EXERCISE TASK:
According to the Graphext file format guide, which two file types are exempt from Graphext's column type inference?

Graphext allows upload of datasets in various file formats. For Graphext to know which importer to use, the filename's extension much match the kind of data it contains. The following is a list of supported formats, see below for further details regarding what we expect in each case.

  • CSV (.csv, .tsv)
    Comma-separated values. Tries to automatically detect the actual separator (comma, semi-colon, tab, etc.) as well as the file encoding (we recommend UTF-8).
  • JSON (.json)
    Automatically detects 3 supported JSON formats (JSON Lines, list-of-rows, object-of-columns).
  • Excel (.xlsx)
    Data needs to be on the first sheet and must represent a simple table (no initial headers etc.).
  • SPSS (.sav)
    Data will be imported with column names, types, labels etc. as specified in the file.
  • GML (.gml)
    The Graph Modelling Language format let's you import data already representing a graph/network.
  • Arrow (.arr)
    Binary Apache Arrow files written in streaming mode.
  • ZIP (.zip)
    Upload and concatenate multiple CSV files at once. You'll probably want all files in the archive to have the same structure (the same columns). If this is not the case, parts of the resulting table where a file didn't have a column that is present in other files will have missing values.

Note that instead of uploading a file manually you can also use our integrations to fetch data directly from Google Drive, Sheets or a database you have access to. For further details see the corresponding section in our help center.

For most formats Graphext will inspect the raw data to try and infer the correct type for each column (categorical, numeric, date etc.). This is not the case only for SPSS (.sav) and Arrow (.arr) files, which already come with reliable type information.

CSV

While there is no "official" CSV standard, most implementations follow some common rules. We recommend adhering to the following guidelines adapted from the Internet Engineering Task Force, which you may also access directly here.

  1. The first line in the file is a header line with the same format as normal record lines. This header contains names corresponding to the fields in the file and should contain the same number of fields as the records in the rest of the file. For example:

    field_1,field_2,field_3
    aaa,bbb,ccc
    zzz,yyy,xxx
    
  2. Each actual data record is located on a separate line, delimited by a line break

  3. The last record in the file may or may not have an ending line break

  4. Within the header and each record, there may be one or more fields, separated by commas. Each line should contain the same number of fields throughout the file. Spaces are considered part of a field and will not be ignored. The last field in the record must not be followed by a comma. For example:

    Good:

    field_1,field_2,field_3
    aaa,bbb,ccc
    zzz,yyy,xxx
    

    Bad:

    field_1,field_2,field_3
    aaa, bbb,ccc,
    zzz,yyy, xxx,
    
  5. Each field may or may not be enclosed in double quotes. If fields are not enclosed with double quotes, then double quotes may not appear inside the fields. For example:

    "aaa","bbb","ccc"

Records from a point-labeling set:

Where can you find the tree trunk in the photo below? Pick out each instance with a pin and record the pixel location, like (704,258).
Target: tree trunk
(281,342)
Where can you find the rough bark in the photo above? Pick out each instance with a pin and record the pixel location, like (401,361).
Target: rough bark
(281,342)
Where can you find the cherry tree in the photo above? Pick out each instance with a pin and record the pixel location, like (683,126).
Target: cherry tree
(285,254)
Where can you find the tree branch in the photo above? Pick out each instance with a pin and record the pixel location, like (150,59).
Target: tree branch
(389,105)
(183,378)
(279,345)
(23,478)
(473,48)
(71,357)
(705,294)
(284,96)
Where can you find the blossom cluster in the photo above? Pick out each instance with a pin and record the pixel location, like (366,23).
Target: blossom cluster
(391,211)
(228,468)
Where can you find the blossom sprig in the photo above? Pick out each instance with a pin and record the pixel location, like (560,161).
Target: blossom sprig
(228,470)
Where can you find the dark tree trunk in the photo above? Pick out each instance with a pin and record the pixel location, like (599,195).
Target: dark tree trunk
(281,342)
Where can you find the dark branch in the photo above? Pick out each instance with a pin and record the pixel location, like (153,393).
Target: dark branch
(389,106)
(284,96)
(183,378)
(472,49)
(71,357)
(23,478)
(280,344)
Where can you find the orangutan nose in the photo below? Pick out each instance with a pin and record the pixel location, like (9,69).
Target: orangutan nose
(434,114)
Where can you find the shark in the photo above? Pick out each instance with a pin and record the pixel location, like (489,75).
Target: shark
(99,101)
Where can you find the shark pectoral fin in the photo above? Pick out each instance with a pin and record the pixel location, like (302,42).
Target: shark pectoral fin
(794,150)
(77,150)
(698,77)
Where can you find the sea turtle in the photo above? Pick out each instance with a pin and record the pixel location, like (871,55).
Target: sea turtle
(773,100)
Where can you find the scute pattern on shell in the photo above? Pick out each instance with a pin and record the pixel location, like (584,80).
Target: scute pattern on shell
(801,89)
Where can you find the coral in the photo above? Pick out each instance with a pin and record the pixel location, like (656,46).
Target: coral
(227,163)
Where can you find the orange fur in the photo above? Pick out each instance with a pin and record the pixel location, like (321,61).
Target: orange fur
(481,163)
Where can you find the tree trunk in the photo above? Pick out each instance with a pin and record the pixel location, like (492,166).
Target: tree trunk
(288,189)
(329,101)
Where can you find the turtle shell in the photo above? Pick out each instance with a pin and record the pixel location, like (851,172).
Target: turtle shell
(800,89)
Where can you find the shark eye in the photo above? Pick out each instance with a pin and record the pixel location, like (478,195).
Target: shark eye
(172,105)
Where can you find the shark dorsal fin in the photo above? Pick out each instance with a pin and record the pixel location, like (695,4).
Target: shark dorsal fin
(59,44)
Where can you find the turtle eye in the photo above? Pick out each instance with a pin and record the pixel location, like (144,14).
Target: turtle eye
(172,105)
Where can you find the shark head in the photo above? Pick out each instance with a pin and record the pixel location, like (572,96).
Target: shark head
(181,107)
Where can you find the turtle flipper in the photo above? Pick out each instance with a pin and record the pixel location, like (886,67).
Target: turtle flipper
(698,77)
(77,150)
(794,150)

SOLUTION TO THIS EXERCISE:
SPSS (.sav) and Arrow (.arr) files, which already come with reliable type information.